Entrées d'un jeu de données

--------------------------------

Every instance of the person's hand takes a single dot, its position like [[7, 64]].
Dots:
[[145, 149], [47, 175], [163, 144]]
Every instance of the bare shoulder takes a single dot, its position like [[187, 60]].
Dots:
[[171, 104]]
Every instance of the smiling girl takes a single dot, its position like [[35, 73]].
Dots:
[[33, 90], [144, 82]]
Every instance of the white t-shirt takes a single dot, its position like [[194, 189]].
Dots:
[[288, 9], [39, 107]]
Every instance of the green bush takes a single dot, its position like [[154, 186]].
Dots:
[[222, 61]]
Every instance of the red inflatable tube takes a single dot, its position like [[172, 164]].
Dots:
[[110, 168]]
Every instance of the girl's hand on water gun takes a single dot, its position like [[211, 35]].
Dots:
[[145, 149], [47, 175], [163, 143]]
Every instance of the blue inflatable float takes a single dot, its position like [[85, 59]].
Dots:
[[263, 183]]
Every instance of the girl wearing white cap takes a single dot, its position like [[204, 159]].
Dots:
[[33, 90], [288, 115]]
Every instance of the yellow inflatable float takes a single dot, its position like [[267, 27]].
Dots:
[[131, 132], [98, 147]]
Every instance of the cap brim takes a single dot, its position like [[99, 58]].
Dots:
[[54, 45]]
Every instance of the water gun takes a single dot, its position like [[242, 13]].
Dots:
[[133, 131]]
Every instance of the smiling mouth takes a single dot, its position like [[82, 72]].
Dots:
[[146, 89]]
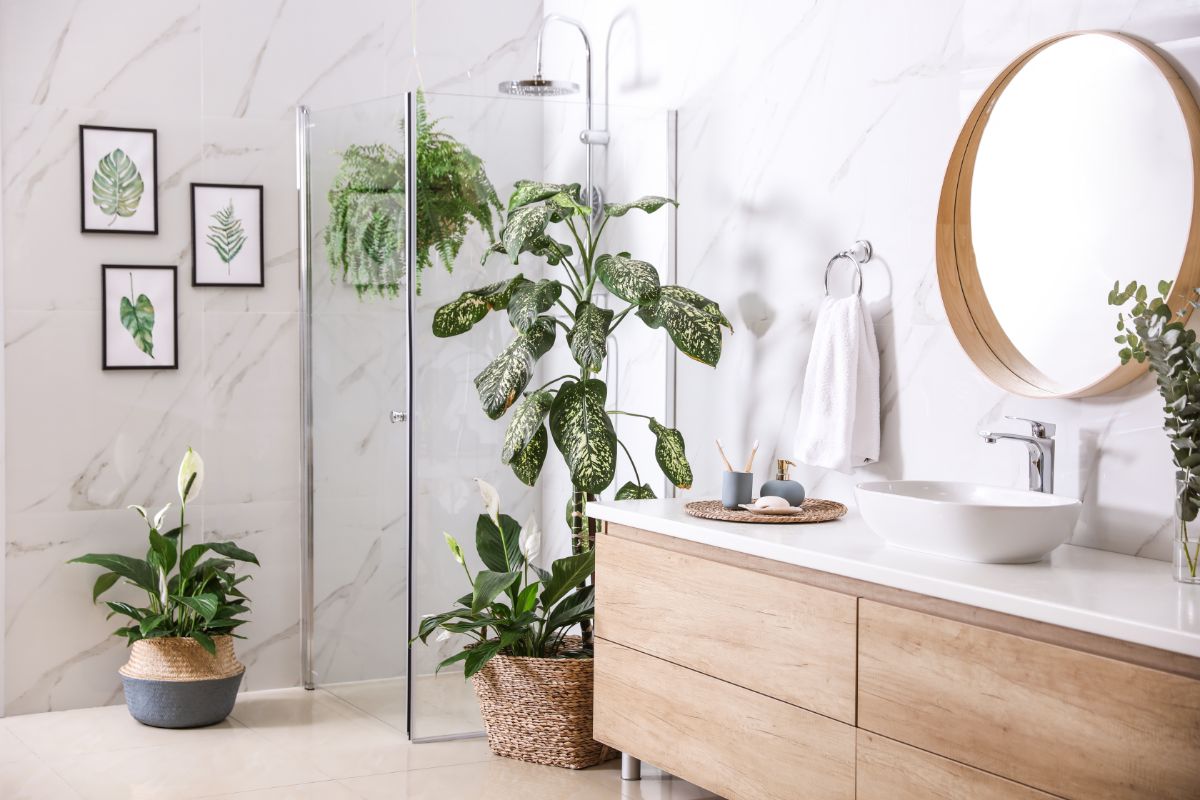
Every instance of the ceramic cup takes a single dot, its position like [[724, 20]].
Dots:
[[736, 488]]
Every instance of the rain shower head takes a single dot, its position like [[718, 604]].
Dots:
[[539, 86]]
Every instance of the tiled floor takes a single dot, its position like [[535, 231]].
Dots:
[[283, 745]]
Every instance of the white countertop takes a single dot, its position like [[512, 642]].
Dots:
[[1120, 596]]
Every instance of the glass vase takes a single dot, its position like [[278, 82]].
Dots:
[[1186, 551]]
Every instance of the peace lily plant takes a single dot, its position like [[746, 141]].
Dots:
[[185, 596], [575, 405], [1152, 334], [505, 611]]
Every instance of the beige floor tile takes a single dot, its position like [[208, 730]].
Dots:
[[509, 780], [11, 747], [192, 770], [94, 731], [30, 779], [322, 791]]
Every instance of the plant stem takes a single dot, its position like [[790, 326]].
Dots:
[[636, 476]]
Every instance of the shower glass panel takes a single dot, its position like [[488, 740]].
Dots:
[[396, 432], [358, 376]]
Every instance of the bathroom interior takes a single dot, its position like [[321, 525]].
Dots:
[[600, 400]]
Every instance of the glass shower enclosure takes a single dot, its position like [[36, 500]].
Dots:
[[393, 428]]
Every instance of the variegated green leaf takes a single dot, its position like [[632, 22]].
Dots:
[[503, 380], [526, 223], [527, 464], [460, 316], [589, 336], [532, 300], [583, 433], [526, 192], [695, 329], [630, 280], [526, 420], [669, 451], [631, 491], [541, 246], [649, 204]]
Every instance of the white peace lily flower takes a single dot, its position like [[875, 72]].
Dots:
[[159, 517], [491, 499], [192, 464], [531, 539]]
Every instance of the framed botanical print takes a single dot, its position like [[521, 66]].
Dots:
[[118, 180], [227, 235], [139, 319]]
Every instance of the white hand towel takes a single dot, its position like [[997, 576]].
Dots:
[[840, 405]]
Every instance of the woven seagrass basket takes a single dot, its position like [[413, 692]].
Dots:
[[174, 683], [539, 710]]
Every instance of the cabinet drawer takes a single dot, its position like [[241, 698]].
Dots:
[[1072, 723], [888, 770], [730, 740], [775, 636]]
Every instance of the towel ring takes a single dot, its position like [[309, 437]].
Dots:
[[858, 254]]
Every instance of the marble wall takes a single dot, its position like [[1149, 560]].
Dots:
[[804, 126], [219, 79]]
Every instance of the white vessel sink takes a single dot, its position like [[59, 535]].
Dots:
[[967, 521]]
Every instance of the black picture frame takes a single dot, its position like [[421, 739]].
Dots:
[[103, 324], [84, 180], [262, 247]]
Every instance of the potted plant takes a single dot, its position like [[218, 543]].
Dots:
[[575, 404], [365, 236], [183, 672], [1155, 335], [533, 679]]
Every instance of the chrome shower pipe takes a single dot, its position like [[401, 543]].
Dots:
[[304, 209], [589, 136]]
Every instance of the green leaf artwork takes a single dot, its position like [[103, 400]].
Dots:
[[117, 185], [137, 317], [227, 235]]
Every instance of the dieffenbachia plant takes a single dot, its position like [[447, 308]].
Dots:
[[575, 405], [1153, 334]]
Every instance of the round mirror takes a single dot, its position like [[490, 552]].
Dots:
[[1078, 168]]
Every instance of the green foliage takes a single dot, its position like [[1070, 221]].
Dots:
[[117, 185], [187, 595], [226, 234], [137, 317], [1153, 335], [365, 236], [580, 423], [505, 611]]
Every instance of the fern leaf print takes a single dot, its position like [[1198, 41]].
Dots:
[[226, 235]]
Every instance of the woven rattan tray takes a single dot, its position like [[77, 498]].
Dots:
[[814, 511]]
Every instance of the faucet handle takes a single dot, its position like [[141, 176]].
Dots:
[[1041, 429]]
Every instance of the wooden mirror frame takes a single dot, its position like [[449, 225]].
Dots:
[[966, 304]]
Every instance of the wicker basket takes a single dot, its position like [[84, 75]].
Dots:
[[539, 710]]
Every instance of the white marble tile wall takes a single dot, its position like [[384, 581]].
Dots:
[[219, 79], [805, 126]]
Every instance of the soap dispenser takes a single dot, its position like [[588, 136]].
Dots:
[[783, 486]]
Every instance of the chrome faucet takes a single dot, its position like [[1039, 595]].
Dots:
[[1041, 446]]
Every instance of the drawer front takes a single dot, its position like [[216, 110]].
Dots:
[[732, 741], [1072, 723], [888, 770], [783, 638]]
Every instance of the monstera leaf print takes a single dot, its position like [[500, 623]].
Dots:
[[137, 317], [117, 185], [226, 235]]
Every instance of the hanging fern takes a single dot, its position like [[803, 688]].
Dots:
[[365, 236]]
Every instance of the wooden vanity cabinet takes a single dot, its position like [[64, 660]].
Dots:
[[763, 680]]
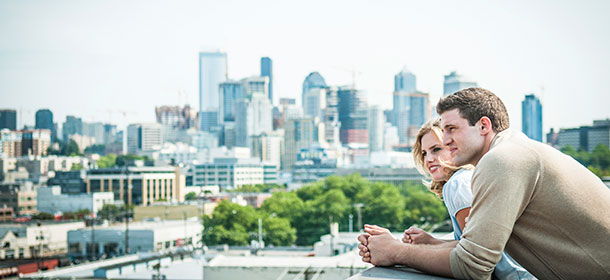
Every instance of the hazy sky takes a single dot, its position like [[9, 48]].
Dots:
[[96, 59]]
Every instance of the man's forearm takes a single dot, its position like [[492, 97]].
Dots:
[[428, 258]]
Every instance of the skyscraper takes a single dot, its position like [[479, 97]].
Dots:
[[375, 126], [313, 80], [405, 81], [230, 92], [352, 116], [212, 72], [531, 117], [455, 82], [267, 71], [8, 119], [72, 125]]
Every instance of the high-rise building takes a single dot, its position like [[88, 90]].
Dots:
[[212, 72], [144, 137], [8, 119], [95, 131], [455, 82], [531, 117], [299, 133], [44, 120], [405, 81], [267, 71], [72, 125], [255, 117], [352, 111], [376, 123], [35, 142], [313, 80], [315, 103], [230, 92], [411, 111]]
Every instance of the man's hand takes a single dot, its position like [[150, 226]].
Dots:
[[382, 249], [364, 252], [418, 236]]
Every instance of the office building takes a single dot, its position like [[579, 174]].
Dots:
[[299, 133], [585, 137], [313, 80], [352, 111], [44, 120], [230, 92], [405, 81], [72, 125], [314, 103], [20, 197], [376, 123], [52, 201], [531, 117], [267, 71], [144, 137], [455, 82], [35, 142], [268, 147], [230, 173], [212, 72], [138, 185], [8, 119], [254, 119]]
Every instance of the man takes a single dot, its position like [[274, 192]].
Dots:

--------------------------------

§ **Consigne**: Substituez « single point » à « single dot » dans l'ensemble des données ci-dessus et reproduisez-les sans autre modification. Omettez les images dans la réponse.

§ **Réponse**:
Every instance of the person's hand takes a single point, its position like [[7, 64]].
Dots:
[[145, 149], [47, 175], [163, 144]]
Every instance of the bare shoulder takes a single point, its position like [[187, 60]].
Dots:
[[171, 104]]
Every instance of the smiling girl takes a single point, its position like [[35, 73]].
Dots:
[[33, 90], [144, 82]]
Every instance of the white t-shirt takes a single point, its position like [[194, 189]].
Dots:
[[288, 9], [39, 107]]
Every instance of the green bush takes a single point, its position like [[154, 186]].
Dots:
[[222, 61]]
Every instance of the red inflatable tube takes a single point, its position like [[172, 164]].
Dots:
[[110, 168]]
Every instance of the girl's hand on water gun takes a single point, its position like [[211, 35]].
Dots:
[[145, 149], [47, 175], [163, 143]]
Every instance of the blue inflatable float takes a single point, its position like [[85, 59]].
Dots:
[[263, 183]]
Every instance of the girl wearing white cap takes a single point, its position like [[204, 159]].
Dots:
[[33, 90], [288, 115]]
Every instance of the yellow inflatable float takes a single point, its position like [[267, 27]].
Dots:
[[131, 132], [98, 147]]
Every instance of the cap brim takes a single point, its position like [[99, 58]].
Dots:
[[54, 45]]
Every instance of the water gun takes a single point, its position like [[242, 13]].
Dots:
[[133, 131]]
Every instance of the smiling mouth takes a single point, its position like [[82, 72]].
Dots:
[[146, 89]]
Every instance of the ceramic cup takes a single point, its position like [[724, 20]].
Dots:
[[736, 488]]
Every instance of the rain shower head takes a single point, its position like [[718, 604]].
Dots:
[[539, 86]]
Every instance of the tiled floor takes a single point, its position like [[535, 231]].
Dots:
[[283, 745]]
Every instance of the white countertop takes a single point, its position like [[512, 642]].
Dots:
[[1120, 596]]
Every instance of the glass vase takes a single point, its position like [[278, 82]].
Dots:
[[1186, 551]]
Every instance of the peace lily plant takes a single point, its position like [[746, 141]].
Dots:
[[185, 596], [575, 405], [1152, 334], [505, 611]]
Every instance of the beige floor tile takes a single point, its position like [[208, 730]].
Dots:
[[509, 780], [11, 747], [192, 770], [94, 731], [30, 779], [322, 791]]
Every instance of the plant stem takes a single point, its position like [[790, 326]].
Dots:
[[636, 476]]
Every instance of the shower glass panel takes a single point, its position like [[488, 740]].
Dots:
[[396, 432], [358, 376]]
Every instance of the bathroom interior takes a single point, its position like [[321, 525]].
Dots:
[[600, 400]]
Every instance of the glass shower enclosure takes a single point, its position like [[36, 500]].
Dots:
[[393, 428]]
Every instance of the variegated green leaf takes a single point, its position like [[632, 22]].
Dots:
[[503, 380], [526, 223], [527, 464], [460, 316], [589, 336], [532, 300], [583, 433], [526, 192], [695, 329], [630, 280], [526, 420], [669, 451], [631, 491], [541, 246], [649, 204]]
Every instance of the white peace lily flower takes a single point, its position like [[875, 72]].
Dots:
[[159, 517], [491, 499], [192, 464], [531, 539]]
Every instance of the framed botanical print takes a single point, its position like [[521, 66]].
Dots:
[[118, 180], [227, 235], [139, 319]]
Every instance of the white hand towel takes a single point, its position like [[997, 576]].
Dots:
[[840, 405]]
Every instance of the woven seagrass basket takes a single point, its position like [[413, 692]].
Dots:
[[174, 683], [539, 710]]
Every instance of the cabinet drawer takes a single point, its position like [[241, 698]].
Dots:
[[1072, 723], [888, 770], [730, 740], [775, 636]]
Every instance of the towel ring takes a single point, its position like [[309, 437]].
Dots:
[[858, 254]]
Every instance of the marble wall takes a single point, its position like [[1149, 560]].
Dots:
[[804, 126], [219, 79]]
Every instance of the white vessel sink takes a single point, its position like [[59, 535]].
Dots:
[[967, 521]]
Every instance of the black picture frame takes a single point, its position like [[421, 739]].
Dots:
[[103, 324], [84, 180], [262, 247]]
Every instance of the potted plant takes a single point, its position like [[218, 543]].
Dots:
[[575, 404], [365, 236], [183, 672], [1155, 335], [533, 679]]
Every instance of the chrome shower pipe takes a single point, its position like [[401, 543]].
Dots:
[[304, 209], [589, 136]]
Every instance of the green leaf artwork takes a single point, its position like [[103, 400]].
Dots:
[[117, 185], [137, 317], [227, 235]]
Every instance of the dieffenbachia plant takes a single point, its position like [[447, 308]].
Dots:
[[575, 405], [1153, 334]]
Every instance of the round mirror takes a single point, its position like [[490, 552]].
Dots:
[[1078, 168]]
Every instance of the green foliage takes a single point, its position like [[1070, 221]].
Dots:
[[117, 185], [187, 595], [226, 234], [137, 317], [1153, 335], [365, 236], [580, 423], [505, 611]]
Every instance of the fern leaf print takes a single point, its position like [[1198, 41]].
Dots:
[[226, 235]]
Every instance of the woven rattan tray takes a single point, its position like [[77, 498]].
Dots:
[[814, 511]]
Every instance of the faucet handle takes a single point, its position like [[141, 176]].
Dots:
[[1041, 429]]
Every instance of the wooden mirror frame takes a single point, its position like [[449, 225]].
Dots:
[[966, 304]]
Every instance of the wicker basket takes a single point, its position like [[84, 75]].
Dots:
[[539, 710]]
Every instance of the white marble tile wall takes a single point, its position like [[384, 581]].
Dots:
[[219, 79], [805, 126]]
Every instance of the soap dispenser takes a single point, its position like [[588, 136]].
Dots:
[[783, 486]]
Every instance of the chrome faucet takes a single point, its position like [[1039, 595]].
Dots:
[[1041, 446]]
Every instance of the drawer front takes a single point, its position like [[216, 110]].
Dots:
[[732, 741], [1072, 723], [888, 770], [783, 638]]
Every instance of the monstera leaf print takes a single point, its position like [[500, 623]].
Dots:
[[137, 317], [117, 185], [226, 235]]
Every instance of the hanging fern takes a single point, its position like [[803, 688]].
Dots:
[[365, 236]]
Every instance of the wooden vanity cabinet takes a single point, its position like [[64, 660]].
Dots:
[[763, 680]]
Every instance of the hazy sky takes a single point, its position like [[9, 48]].
Dots:
[[96, 59]]
Every instance of the man's forearm takes a single point, its position like [[492, 97]].
Dots:
[[428, 258]]
Every instance of the skyscraper takes a single point, its position like [[479, 97]].
Dots:
[[375, 126], [313, 80], [405, 81], [230, 92], [352, 116], [212, 72], [531, 117], [455, 82], [267, 71], [8, 119], [72, 125]]
Every instance of the high-rise building takes a single point, its position like [[88, 90]].
Dots:
[[212, 72], [144, 137], [8, 119], [95, 131], [455, 82], [531, 117], [299, 133], [44, 120], [405, 81], [267, 71], [72, 125], [255, 117], [352, 111], [376, 123], [35, 142], [313, 80], [315, 103], [230, 92], [411, 111]]
Every instance of the man's hand takes a single point, its position like [[150, 226]].
Dots:
[[382, 249], [364, 252], [418, 236]]
Every instance of the office building takes a single point, its position like [[579, 174]].
Dots:
[[299, 133], [585, 137], [313, 80], [352, 111], [44, 120], [230, 92], [405, 81], [72, 125], [314, 103], [20, 197], [376, 123], [52, 201], [531, 117], [267, 71], [144, 137], [455, 82], [35, 142], [268, 147], [230, 173], [212, 72], [138, 185], [8, 119], [254, 119]]
Every instance of the man takes a single point, its position like [[274, 192]].
Dots:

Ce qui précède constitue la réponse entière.